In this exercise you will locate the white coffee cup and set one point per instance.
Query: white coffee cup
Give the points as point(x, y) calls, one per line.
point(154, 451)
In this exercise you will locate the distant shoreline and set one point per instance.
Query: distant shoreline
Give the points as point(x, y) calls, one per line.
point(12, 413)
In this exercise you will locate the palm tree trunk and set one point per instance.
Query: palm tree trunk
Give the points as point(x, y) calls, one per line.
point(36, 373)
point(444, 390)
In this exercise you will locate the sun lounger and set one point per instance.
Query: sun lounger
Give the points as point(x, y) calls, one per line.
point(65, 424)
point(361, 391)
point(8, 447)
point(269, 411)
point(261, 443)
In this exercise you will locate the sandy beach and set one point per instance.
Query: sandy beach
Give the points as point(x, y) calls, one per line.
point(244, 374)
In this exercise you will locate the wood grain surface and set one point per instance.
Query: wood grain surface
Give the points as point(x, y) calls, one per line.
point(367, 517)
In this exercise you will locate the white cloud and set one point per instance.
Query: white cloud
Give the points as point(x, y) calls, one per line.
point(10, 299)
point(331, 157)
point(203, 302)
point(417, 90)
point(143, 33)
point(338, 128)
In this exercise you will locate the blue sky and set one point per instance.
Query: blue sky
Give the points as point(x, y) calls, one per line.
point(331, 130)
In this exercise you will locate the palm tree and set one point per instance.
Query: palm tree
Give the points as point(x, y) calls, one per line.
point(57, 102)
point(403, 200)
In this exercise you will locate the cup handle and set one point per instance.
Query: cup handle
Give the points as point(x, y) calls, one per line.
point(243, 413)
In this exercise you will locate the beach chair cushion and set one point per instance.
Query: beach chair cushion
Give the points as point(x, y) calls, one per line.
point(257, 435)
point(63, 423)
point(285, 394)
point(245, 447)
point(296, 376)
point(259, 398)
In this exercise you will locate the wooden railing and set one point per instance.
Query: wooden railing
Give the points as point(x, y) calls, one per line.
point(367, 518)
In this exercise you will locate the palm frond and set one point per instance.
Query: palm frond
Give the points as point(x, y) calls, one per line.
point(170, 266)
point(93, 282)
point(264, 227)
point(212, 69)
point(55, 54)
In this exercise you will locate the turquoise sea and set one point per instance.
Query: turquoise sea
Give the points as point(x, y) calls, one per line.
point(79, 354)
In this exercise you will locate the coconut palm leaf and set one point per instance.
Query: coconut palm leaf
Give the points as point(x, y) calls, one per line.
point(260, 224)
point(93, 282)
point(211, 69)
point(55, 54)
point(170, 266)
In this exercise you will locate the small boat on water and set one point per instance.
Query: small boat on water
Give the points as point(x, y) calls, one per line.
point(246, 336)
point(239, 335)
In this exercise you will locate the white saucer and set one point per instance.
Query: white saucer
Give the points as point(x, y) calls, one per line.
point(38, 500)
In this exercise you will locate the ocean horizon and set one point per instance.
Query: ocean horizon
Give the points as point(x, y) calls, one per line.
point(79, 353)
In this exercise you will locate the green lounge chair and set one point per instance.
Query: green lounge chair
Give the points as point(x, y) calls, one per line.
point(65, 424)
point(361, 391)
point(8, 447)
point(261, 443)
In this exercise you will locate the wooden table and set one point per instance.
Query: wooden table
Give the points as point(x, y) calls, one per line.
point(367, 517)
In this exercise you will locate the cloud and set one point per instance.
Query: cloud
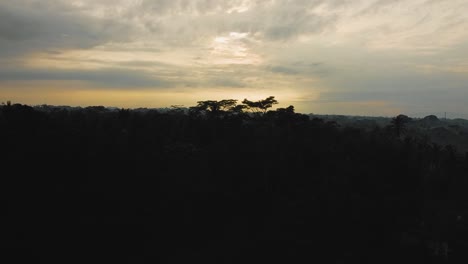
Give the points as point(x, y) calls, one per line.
point(110, 78)
point(31, 26)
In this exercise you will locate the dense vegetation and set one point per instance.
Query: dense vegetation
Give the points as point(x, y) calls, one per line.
point(225, 183)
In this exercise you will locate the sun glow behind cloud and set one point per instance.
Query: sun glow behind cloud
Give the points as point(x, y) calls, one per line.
point(321, 56)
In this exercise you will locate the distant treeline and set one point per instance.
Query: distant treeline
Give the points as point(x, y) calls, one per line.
point(225, 183)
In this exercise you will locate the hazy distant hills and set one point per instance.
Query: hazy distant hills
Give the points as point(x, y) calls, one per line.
point(439, 131)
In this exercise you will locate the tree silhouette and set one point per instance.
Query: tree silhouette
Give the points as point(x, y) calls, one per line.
point(261, 106)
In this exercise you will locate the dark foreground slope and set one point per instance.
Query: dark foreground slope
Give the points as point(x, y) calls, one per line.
point(99, 186)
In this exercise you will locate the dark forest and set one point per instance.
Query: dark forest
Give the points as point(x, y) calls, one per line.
point(225, 182)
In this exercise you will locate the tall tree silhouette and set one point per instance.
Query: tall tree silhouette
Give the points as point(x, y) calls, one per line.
point(260, 106)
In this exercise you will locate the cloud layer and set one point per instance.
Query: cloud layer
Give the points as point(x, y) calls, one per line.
point(342, 56)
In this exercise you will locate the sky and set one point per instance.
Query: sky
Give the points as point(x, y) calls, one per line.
point(351, 57)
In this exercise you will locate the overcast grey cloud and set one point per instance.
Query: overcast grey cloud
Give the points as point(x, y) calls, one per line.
point(340, 55)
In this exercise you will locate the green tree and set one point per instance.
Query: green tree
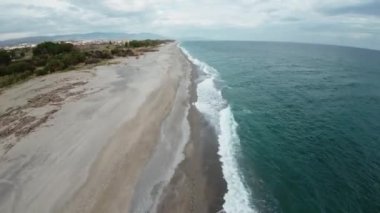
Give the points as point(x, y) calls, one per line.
point(5, 57)
point(51, 48)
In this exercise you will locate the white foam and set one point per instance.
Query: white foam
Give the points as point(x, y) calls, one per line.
point(216, 110)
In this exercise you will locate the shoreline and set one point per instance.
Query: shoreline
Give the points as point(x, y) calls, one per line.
point(198, 184)
point(122, 138)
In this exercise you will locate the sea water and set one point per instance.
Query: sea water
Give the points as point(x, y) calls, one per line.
point(298, 124)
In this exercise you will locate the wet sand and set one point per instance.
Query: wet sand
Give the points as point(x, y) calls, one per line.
point(198, 184)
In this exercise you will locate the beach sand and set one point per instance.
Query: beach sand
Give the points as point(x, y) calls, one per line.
point(109, 139)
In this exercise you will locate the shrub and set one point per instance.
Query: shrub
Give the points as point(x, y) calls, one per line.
point(5, 57)
point(73, 58)
point(92, 61)
point(54, 65)
point(40, 60)
point(19, 67)
point(3, 70)
point(51, 48)
point(41, 71)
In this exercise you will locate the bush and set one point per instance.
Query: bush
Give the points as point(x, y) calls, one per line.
point(19, 67)
point(5, 57)
point(3, 70)
point(51, 48)
point(41, 71)
point(40, 60)
point(54, 65)
point(92, 61)
point(73, 58)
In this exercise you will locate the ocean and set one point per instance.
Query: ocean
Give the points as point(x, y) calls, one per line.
point(298, 125)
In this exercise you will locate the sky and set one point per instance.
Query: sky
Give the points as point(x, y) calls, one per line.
point(341, 22)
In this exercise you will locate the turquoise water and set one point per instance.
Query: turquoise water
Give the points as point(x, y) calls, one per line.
point(298, 124)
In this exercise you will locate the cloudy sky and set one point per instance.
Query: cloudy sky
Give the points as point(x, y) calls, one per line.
point(342, 22)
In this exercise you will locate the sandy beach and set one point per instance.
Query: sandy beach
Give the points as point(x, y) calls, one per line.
point(105, 139)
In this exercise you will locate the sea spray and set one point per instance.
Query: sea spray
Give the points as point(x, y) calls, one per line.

Problem details:
Begin at the line that contains "In this exercise you will locate the beach sand" and stop after the last line of the rows. Write out every line in that span, requests included, and shift each point coordinate in the answers by -123.

Response to this exercise:
In this exercise you will locate the beach sand and set one point per instance.
Query: beach sand
Give the points as point(x, y) calls, one per line.
point(-14, 16)
In this exercise you will locate the shrub and set one point per instance.
Query: shrub
Give the points as point(x, y) calls, one per line.
point(-118, -66)
point(-50, -65)
point(-31, -62)
point(-69, -58)
point(-83, -63)
point(-104, -56)
point(-120, -53)
point(-72, -75)
point(-82, -52)
In this exercise you will locate the bush and set one point per instance.
Query: bush
Give the points as point(x, y) calls, one per line.
point(-104, -56)
point(-118, -66)
point(-120, -53)
point(-72, -75)
point(-82, -52)
point(-83, -63)
point(-69, -58)
point(-31, -62)
point(-50, -65)
In this exercise you will locate the ocean and set one point per instance.
Query: ocean
Give the points as point(x, y) calls, one per line.
point(175, 2)
In this exercise you will locate the sky and set one point per instance.
Query: sky
Give the points as point(x, y) calls, one per line.
point(218, -101)
In this exercise you will locate the turquoise water and set one point per instance.
Query: turquoise water
Give the points as point(x, y) calls, one per line.
point(175, 1)
In this exercise you will locate the cloudy sky and set one point per instance.
Query: cloudy sky
Give the points as point(x, y) calls, one per line.
point(219, -101)
In this exercise you will locate the sandy beach and set one point per instance.
Query: sandy beach
Give the points as point(x, y) calls, one per line.
point(-18, 16)
In this exercise you will locate the sea spray and set one point per instance.
Query: sea spray
Give the points as point(x, y) calls, one per line.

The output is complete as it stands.